### Trecho da página:
Na situação dos autos, o encerramento definitivo do estabelecimento da Ré, precedido da comunicação verbal à Autora de que tal facto iria ocorrer, configura precisamente uma causa de caducidade do contrato de trabalho, acompanhada de declaração de carácter meramente informativo (e não de carácter negocial, como sucede no despedimento), nos sobreditos termos legais, mesmo que não tenha sido observado o aviso prévio devido, ou, no caso de a Ré não ser uma microempresa, o procedimento que se impunha, ou, ainda, o pagamento da compensação prevista.
Com efeito, conforme se entendeu na sentença recorrida, a inobservância do procedimento, da antecedência do aviso prévio ou do pagamento a que se referem os n.ºs 3, 4 e 5 do art. 346.º do Código do Trabalho não tem a virtualidade de transformar uma situação de caducidade em despedimento, que conceitualmente se distinguem, nem, por falta de previsão legal, determina que se operem as consequências jurídicas estabelecidas para o despedimento ilícito.

### Dados mostrados:
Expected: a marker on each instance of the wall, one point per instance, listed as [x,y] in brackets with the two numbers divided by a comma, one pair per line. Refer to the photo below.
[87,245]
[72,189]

### Descrição da tarefa:
Reproduza do trecho da página a parte que vai de "Com efeito, conforme" até "o despedimento ilícito.". Aqui os dados não contam para nada.

### Resposta do exercício:
Com efeito, conforme se entendeu na sentença recorrida, a inobservância do procedimento, da antecedência do aviso prévio ou do pagamento a que se referem os n.ºs 3, 4 e 5 do art. 346.º do Código do Trabalho não tem a virtualidade de transformar uma situação de caducidade em despedimento, que conceitualmente se distinguem, nem, por falta de previsão legal, determina que se operem as consequências jurídicas estabelecidas para o despedimento ilícito.